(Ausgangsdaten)
---*---
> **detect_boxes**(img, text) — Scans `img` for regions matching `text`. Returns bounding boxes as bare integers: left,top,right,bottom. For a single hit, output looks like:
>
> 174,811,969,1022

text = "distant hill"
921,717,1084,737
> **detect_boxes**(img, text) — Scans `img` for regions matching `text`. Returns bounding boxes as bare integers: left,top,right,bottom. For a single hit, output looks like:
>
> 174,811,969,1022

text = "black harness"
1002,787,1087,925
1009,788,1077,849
---*---
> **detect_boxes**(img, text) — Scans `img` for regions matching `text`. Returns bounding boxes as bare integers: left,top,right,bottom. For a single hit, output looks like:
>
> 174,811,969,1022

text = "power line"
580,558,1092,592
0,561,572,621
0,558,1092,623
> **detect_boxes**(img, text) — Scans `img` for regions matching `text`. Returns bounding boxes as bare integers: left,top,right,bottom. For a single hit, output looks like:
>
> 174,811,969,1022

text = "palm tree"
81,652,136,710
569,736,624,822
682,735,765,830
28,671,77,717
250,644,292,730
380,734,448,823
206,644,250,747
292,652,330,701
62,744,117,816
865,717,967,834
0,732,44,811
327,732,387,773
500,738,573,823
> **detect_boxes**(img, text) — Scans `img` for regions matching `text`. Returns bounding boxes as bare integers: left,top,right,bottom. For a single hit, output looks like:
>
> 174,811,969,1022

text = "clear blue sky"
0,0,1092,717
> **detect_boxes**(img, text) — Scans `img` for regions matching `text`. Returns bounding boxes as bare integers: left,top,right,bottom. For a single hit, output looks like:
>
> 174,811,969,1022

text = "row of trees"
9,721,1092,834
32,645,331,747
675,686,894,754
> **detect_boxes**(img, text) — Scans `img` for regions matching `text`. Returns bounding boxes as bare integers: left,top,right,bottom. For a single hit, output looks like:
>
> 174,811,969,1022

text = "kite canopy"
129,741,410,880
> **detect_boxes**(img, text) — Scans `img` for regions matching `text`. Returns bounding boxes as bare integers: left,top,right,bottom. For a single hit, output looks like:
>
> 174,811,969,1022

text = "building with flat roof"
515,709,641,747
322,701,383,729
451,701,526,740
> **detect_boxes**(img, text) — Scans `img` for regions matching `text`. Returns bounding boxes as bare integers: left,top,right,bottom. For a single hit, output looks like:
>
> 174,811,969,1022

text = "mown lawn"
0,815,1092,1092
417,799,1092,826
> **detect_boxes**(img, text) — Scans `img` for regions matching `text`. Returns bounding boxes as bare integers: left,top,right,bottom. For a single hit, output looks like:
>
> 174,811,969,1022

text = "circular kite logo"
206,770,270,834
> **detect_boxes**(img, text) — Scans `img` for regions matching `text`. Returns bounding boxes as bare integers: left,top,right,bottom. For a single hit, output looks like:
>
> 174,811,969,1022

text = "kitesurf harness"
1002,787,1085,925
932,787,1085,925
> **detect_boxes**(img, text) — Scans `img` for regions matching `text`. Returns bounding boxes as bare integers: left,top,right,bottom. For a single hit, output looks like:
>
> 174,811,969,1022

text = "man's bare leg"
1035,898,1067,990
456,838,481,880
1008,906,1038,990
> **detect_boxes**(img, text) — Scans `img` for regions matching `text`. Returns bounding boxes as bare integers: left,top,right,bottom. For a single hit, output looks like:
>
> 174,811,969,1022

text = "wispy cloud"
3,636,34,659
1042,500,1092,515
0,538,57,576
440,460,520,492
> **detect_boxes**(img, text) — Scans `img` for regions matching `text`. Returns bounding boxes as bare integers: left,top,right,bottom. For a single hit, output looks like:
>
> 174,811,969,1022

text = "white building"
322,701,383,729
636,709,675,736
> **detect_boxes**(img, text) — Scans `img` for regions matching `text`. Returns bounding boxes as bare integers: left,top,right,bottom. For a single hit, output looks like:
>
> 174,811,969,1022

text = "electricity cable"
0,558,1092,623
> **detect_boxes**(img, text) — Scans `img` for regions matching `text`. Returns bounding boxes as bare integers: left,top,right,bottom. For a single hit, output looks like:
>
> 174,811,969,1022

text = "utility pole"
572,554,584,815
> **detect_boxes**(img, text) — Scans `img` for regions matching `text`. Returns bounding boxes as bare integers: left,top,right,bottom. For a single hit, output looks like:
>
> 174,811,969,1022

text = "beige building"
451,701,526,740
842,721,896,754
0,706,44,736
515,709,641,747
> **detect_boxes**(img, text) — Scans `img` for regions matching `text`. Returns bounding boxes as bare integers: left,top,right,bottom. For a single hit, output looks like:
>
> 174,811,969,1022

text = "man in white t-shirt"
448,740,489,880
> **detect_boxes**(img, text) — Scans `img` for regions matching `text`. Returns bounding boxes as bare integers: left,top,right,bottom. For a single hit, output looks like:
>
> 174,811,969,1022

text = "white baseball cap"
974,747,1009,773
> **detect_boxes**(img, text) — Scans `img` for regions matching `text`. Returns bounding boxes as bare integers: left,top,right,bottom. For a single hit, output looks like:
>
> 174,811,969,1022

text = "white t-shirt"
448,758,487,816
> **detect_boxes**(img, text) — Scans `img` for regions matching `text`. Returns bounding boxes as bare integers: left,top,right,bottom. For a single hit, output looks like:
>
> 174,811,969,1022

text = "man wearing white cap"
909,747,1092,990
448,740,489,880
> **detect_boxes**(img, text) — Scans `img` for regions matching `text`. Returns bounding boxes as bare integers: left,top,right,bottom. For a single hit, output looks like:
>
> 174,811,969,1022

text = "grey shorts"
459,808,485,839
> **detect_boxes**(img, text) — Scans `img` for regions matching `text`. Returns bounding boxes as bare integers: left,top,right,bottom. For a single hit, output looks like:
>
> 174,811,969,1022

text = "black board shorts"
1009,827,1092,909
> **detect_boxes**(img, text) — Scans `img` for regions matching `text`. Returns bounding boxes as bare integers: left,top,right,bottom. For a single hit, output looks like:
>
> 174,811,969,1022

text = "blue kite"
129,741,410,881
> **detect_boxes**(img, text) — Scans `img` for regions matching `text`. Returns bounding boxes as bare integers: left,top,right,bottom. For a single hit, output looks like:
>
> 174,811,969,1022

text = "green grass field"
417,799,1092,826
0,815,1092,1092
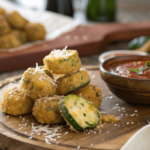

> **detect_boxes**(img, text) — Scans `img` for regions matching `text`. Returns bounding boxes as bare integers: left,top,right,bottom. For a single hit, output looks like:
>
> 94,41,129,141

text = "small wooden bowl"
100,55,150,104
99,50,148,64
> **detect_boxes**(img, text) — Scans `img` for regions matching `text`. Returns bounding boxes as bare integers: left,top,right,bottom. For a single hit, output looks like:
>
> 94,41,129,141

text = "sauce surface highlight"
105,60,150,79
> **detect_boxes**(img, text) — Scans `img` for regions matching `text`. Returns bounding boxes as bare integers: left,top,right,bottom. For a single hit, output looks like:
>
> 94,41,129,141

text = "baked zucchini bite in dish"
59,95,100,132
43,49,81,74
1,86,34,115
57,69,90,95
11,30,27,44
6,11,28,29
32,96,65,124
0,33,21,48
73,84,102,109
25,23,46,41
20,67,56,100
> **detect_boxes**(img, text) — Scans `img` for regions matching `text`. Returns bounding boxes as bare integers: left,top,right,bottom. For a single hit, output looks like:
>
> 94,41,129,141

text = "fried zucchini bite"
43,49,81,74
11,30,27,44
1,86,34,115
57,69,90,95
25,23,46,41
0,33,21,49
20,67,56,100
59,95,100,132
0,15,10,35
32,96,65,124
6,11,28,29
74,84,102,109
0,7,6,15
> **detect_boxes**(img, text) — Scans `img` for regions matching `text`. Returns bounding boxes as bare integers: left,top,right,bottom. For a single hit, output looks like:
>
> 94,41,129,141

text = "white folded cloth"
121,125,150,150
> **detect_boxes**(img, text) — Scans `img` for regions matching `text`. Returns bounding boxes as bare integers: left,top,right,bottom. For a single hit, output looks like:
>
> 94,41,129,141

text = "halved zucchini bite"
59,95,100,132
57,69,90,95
---*---
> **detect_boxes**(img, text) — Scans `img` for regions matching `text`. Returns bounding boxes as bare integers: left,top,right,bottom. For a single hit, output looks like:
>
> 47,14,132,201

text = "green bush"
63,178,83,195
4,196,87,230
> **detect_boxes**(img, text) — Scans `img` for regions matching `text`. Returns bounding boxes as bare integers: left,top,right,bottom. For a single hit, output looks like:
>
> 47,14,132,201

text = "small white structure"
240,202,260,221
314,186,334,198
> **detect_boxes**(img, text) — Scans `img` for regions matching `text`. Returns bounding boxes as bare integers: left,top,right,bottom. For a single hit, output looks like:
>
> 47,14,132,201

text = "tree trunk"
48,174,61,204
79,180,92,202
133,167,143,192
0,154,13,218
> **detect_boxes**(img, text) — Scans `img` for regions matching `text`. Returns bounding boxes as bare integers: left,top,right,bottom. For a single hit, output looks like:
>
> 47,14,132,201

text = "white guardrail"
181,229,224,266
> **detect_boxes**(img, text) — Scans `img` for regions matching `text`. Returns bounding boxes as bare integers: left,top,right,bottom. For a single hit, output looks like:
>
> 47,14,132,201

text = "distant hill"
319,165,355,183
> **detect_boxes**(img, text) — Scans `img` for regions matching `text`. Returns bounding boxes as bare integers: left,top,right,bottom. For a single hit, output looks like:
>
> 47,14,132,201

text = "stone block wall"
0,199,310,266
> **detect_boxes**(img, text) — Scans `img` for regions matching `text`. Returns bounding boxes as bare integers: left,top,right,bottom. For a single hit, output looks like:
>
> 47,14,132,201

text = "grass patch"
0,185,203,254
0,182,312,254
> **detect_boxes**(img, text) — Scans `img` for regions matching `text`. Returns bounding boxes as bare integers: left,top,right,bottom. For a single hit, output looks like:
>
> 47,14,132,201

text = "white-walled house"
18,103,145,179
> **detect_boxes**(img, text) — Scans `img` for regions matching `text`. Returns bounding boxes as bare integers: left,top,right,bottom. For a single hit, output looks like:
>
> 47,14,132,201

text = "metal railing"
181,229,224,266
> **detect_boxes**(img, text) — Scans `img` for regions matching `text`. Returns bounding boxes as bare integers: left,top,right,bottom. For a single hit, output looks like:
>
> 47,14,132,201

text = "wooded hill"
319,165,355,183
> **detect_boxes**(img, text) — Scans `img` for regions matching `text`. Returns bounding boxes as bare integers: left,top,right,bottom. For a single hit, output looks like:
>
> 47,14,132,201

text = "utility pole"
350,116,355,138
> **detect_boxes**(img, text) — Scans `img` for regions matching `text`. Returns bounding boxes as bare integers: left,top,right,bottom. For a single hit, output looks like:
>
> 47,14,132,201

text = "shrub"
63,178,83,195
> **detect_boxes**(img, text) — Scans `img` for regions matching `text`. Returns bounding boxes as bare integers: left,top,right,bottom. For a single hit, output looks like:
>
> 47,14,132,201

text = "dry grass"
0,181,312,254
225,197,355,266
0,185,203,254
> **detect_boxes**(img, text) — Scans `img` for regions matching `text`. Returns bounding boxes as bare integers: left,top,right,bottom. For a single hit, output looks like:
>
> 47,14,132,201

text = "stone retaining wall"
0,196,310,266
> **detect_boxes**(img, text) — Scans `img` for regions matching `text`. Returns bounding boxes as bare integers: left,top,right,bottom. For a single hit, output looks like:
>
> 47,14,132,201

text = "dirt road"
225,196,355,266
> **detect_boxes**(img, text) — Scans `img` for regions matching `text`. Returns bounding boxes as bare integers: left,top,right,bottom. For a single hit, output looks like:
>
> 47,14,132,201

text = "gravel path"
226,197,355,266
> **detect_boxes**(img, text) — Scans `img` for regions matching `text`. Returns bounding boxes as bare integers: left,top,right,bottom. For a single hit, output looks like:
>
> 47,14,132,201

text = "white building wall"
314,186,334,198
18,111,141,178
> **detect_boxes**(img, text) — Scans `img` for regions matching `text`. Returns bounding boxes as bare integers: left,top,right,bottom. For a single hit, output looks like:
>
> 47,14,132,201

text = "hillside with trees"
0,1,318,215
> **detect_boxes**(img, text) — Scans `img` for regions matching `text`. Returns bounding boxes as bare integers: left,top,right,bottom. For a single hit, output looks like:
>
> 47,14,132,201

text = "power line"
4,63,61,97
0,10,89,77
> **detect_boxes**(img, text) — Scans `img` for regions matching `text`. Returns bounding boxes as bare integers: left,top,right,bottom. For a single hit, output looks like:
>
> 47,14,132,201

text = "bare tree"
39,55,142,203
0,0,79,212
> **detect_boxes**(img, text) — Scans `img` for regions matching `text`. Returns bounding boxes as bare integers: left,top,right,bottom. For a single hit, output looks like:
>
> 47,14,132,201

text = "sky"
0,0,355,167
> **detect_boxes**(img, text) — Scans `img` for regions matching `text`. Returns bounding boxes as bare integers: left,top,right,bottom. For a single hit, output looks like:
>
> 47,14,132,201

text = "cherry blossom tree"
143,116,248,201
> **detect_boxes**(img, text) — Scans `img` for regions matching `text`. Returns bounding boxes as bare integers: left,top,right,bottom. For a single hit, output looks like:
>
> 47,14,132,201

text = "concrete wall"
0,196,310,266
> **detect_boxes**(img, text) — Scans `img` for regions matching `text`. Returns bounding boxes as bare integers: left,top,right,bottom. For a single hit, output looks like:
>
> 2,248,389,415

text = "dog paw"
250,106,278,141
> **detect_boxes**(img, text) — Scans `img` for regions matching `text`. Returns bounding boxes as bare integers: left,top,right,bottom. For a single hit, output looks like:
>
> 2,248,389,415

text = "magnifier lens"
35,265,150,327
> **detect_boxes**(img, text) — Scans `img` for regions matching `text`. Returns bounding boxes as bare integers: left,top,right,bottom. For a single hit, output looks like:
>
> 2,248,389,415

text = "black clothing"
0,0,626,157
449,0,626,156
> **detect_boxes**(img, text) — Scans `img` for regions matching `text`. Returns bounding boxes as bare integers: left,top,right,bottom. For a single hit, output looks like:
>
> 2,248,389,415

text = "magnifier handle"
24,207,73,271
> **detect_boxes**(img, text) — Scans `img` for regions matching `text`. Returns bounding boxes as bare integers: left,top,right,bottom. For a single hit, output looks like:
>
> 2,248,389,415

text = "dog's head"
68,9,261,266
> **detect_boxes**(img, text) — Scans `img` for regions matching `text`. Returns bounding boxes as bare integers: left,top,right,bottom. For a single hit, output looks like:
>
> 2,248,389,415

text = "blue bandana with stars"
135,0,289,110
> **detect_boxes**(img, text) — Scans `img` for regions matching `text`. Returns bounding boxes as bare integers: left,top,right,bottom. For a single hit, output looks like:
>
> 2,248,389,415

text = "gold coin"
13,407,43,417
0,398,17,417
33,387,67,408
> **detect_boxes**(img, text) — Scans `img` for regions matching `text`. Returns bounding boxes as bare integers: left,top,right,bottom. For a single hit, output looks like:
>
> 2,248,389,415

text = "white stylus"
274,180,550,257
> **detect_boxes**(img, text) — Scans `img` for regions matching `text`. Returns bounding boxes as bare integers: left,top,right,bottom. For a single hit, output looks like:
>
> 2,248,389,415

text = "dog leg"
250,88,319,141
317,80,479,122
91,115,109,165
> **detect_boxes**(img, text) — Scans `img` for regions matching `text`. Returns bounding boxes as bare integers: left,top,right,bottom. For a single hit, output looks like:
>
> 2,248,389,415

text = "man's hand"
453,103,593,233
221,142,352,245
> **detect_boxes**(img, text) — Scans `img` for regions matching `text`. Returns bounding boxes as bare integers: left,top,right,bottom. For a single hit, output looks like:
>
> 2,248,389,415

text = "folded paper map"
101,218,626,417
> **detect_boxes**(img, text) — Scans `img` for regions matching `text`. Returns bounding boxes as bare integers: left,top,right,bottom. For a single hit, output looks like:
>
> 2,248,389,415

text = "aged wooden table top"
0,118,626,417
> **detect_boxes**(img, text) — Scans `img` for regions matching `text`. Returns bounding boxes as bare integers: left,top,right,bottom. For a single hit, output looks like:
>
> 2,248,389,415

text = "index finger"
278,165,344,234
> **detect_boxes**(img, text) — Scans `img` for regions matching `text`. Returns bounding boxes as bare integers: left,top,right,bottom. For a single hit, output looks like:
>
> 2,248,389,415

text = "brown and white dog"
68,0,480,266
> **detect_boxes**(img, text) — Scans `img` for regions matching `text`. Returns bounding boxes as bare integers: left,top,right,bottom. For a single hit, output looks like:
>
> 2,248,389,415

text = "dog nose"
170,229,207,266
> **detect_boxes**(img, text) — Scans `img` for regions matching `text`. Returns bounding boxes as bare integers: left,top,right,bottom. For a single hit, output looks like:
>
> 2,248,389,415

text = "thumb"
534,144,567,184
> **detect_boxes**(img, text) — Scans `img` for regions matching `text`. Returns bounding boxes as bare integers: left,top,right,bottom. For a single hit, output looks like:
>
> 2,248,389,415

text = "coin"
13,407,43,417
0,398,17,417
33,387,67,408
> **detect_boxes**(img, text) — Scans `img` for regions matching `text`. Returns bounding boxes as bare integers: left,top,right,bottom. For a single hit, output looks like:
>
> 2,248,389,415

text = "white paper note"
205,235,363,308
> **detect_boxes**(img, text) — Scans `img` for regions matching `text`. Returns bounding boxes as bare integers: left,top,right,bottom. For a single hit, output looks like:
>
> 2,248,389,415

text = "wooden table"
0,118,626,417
---*---
AUFGABE ->
Liste alle Zeilen aus den Datensätzen auf, in denen das Wort „building“ vorkommt, und übernimm sie Wort für Wort.

ANTWORT ->
text = "building with flat roof"
text = "white building"
text = "beige building"
text = "white building wall"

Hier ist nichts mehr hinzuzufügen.